• _WHAT IS ASKED_:
1. Answer these questions using the article on the 2024 Algerian Cup final:
(a) Who refereed the final?
(b) Which club did MC Alger beat in the semifinals, and by what score?
(c) Before this final, against which club did MC Alger last win the Algerian Cup, and in what year?
2. Pick up the article on the 2024 Algerian Cup final after its last sentence and write the next part.

• _DOCUMENT PASSAGE_:
__________

2024 Algerian Cup final
- Stade du 5 Juillet hosted the final
- Event: 2023–24 Algerian Cup
| MC Alger | CR Belouizdad |
| 0 | 1 |
- Date: July 5, 2024
- Venue: Stade du 5 Juillet
- Referee: Mustapha Ghorbal
- Weather: Mostly sunny 26 °C (79 °F) 68% humidity

= 2024 Algerian Cup final =

The 2024 Algerian Cup final was the 57th final of the Algerian Cup. After mentioning a date in May, rumors spoke of June 22, a week after the last day of Ligue 1, then June 29. Finally, the date of July 5 was chosen for the final. It will take place at 5 p.m. at Stade du 5 Juillet. CR Belouizdad winning 1-0 against MC Alger, becomes the most successful club in the Algerian Cup with nine titles.

== Route to the final ==

MC Alger

| Round of 64 | NRB Teleghma | 0–2 | MC Alger |
| Round of 32 | CR Zaouia | 1–4 | MC Alger |
| Round of 16 | USM Khenchela | 1–2 | MC Alger |
| Quarter-finals | WA Tlemcen | 0–2 | MC Alger |
| Semifinals | MC Alger | 2–1 (a.e.t.) | CS Constantine |

CR Belouizdad

| Round of 64 | JS Kabylie | 0–2 | CR Belouizdad |
| Round of 32 | CR Belouizdad | 2–1 | AS Khroub |
| Round of 16 | CR Belouizdad | 2–0 | Olympique Akbou |
| Quarter-finals | CR Belouizdad | 3–3 (4–2 p) | ES Mostaganem |
| Semifinals | CR Belouizdad | 0–0 (3–1 p) | USM Alger |

==Match==
=== Pre-match ===
MC Alger and CR Belouizdad faced each other for the first time in the final and both were looking to win the ninth title. After winning the championship for the eighth time in its history, the Dean was aiming to join the closed circle of clubs which managed to make the Cup-Championship double. The Greens and Reds had already managed to achieve the treble in 1976. The last time that MCA won the Algerian Cup was in 2016 against NA Hussein Dey. The final was an opportunity for the Reds and Whites to save their season by ending it with a title. Their last coronation in the Algerian Cup dated back to 2019.

__________

• _Recorded data_:
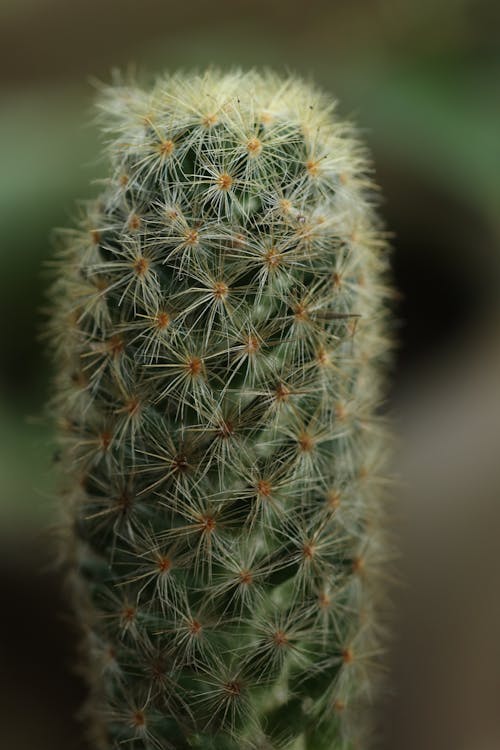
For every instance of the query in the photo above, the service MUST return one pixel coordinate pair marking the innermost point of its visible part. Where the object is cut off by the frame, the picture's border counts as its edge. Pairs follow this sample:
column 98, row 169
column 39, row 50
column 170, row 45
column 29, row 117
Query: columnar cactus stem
column 220, row 337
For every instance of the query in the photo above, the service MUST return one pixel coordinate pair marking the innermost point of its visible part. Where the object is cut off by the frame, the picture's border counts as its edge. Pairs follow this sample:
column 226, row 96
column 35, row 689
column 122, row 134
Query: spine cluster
column 219, row 331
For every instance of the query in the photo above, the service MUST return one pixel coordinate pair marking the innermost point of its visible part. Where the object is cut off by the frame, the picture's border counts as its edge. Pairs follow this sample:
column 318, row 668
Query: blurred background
column 422, row 80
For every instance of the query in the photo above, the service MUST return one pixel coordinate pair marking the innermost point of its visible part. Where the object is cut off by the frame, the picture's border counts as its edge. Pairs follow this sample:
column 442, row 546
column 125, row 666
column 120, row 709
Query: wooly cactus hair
column 219, row 331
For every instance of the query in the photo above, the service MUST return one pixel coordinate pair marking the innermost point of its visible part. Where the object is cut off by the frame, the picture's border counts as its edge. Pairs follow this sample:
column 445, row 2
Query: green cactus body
column 220, row 338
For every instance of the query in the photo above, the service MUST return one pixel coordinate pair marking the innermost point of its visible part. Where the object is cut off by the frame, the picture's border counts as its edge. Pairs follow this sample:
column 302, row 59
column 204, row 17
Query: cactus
column 220, row 336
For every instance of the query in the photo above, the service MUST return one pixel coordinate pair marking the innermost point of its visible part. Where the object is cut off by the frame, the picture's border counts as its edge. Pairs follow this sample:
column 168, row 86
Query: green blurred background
column 421, row 79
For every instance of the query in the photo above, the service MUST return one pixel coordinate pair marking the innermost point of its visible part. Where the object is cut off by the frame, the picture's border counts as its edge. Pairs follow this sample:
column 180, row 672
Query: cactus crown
column 219, row 332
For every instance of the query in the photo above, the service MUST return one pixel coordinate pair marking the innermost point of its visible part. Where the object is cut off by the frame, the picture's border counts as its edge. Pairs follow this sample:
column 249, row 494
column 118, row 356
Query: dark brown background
column 422, row 81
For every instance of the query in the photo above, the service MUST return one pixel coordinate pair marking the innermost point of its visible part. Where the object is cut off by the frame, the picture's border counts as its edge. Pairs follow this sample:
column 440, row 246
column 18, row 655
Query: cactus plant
column 220, row 337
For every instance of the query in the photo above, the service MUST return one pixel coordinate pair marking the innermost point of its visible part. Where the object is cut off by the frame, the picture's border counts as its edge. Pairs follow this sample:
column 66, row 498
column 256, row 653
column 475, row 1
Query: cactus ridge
column 220, row 333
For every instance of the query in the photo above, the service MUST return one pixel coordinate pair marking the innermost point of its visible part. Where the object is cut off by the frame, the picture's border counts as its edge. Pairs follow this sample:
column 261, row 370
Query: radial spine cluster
column 220, row 337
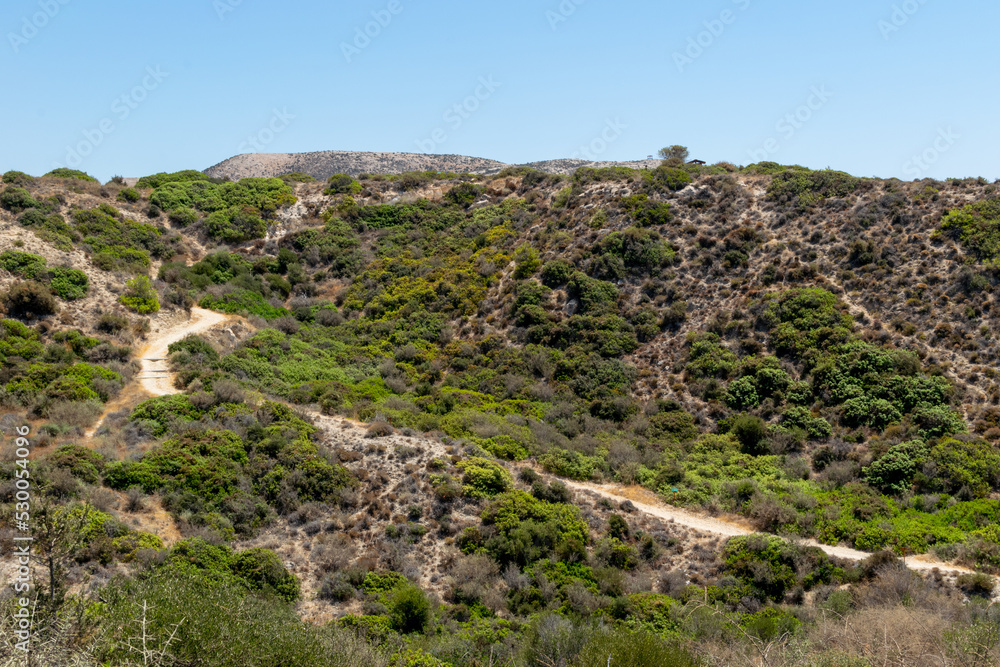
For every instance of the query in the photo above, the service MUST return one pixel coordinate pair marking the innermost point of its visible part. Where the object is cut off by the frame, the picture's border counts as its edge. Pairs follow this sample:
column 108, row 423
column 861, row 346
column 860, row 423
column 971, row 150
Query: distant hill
column 323, row 164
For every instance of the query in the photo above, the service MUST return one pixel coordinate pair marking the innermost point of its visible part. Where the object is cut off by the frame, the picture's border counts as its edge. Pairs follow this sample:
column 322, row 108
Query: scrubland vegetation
column 807, row 350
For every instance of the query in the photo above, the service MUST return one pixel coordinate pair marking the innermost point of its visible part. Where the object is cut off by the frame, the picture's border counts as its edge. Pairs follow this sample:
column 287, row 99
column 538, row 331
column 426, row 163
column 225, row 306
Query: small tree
column 29, row 300
column 674, row 155
column 409, row 609
column 140, row 296
column 59, row 533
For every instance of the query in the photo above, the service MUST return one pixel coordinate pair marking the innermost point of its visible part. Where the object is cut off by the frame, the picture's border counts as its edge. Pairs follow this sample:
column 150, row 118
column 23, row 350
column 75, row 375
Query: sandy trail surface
column 154, row 374
column 648, row 503
column 154, row 377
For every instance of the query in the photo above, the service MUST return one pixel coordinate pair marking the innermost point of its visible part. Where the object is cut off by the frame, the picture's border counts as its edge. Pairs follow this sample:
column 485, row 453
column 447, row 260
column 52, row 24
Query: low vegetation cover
column 630, row 326
column 234, row 212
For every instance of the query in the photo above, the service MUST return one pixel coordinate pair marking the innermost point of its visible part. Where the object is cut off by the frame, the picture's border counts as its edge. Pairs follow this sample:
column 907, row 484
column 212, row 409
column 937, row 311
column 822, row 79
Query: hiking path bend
column 154, row 377
column 648, row 503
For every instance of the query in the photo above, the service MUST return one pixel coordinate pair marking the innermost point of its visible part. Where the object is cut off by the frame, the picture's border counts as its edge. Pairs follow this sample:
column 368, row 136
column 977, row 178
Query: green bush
column 409, row 609
column 16, row 199
column 342, row 184
column 977, row 227
column 464, row 194
column 751, row 433
column 297, row 177
column 23, row 264
column 772, row 567
column 264, row 571
column 159, row 180
column 557, row 273
column 183, row 216
column 17, row 178
column 526, row 262
column 189, row 616
column 624, row 647
column 69, row 284
column 75, row 174
column 129, row 195
column 668, row 178
column 809, row 187
column 29, row 300
column 139, row 296
column 484, row 478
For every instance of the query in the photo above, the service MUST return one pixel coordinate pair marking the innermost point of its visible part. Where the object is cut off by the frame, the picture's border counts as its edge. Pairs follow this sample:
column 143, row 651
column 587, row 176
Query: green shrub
column 751, row 433
column 342, row 184
column 183, row 216
column 140, row 296
column 75, row 174
column 809, row 187
column 263, row 570
column 16, row 199
column 189, row 616
column 977, row 227
column 464, row 194
column 17, row 178
column 409, row 609
column 159, row 180
column 24, row 264
column 526, row 262
column 243, row 302
column 29, row 300
column 624, row 647
column 129, row 195
column 772, row 566
column 770, row 624
column 69, row 284
column 570, row 464
column 557, row 273
column 235, row 225
column 668, row 178
column 484, row 478
column 297, row 177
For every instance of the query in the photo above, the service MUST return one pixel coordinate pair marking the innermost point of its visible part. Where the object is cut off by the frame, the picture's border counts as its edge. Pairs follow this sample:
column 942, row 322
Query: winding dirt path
column 154, row 374
column 154, row 377
column 647, row 502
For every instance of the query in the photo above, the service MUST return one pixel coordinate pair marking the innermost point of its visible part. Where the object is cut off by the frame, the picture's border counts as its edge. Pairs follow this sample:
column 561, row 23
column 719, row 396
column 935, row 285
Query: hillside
column 321, row 165
column 688, row 415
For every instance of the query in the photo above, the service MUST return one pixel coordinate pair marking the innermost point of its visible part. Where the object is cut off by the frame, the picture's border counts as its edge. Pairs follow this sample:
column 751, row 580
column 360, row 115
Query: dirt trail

__________

• _EXPECTED RESULTS_:
1.
(a) Mustapha Ghorbal
(b) CS Constantine, 2–1 after extra time
(c) NA Hussein Dey, in 2016

2.
The final match of the 57th edition of the Algerian Cup, scheduled for Friday, July 5, will be held in the presence of Video assistant referee (VAR), the Algerian Football Federation (FAF) announced on its official website. The president of the Algerian Cup Commission, Lahcene Timbuktu, presented a presentation on the preparations for the “Dame Coupe” final, during the meeting of the Federal Bureau of the FAF, extended to the national leagues, held under the presidency of the boss of the FAF, Walid Sadi at the National Technical Center (CTN) of Sidi Moussa. On 30 June 2024, The Federal Arbitration Commission of the (FAF) named Mustapha Ghorbal as the referee for the final, including assistant referees Antar Boulfelfel and Adel Abane. Ghada Mehat served as the fourth official, while Lahlou Benbraham acted as the Video assistant referee. Asma Feriel Ouahab were appointed as assistant VAR officials.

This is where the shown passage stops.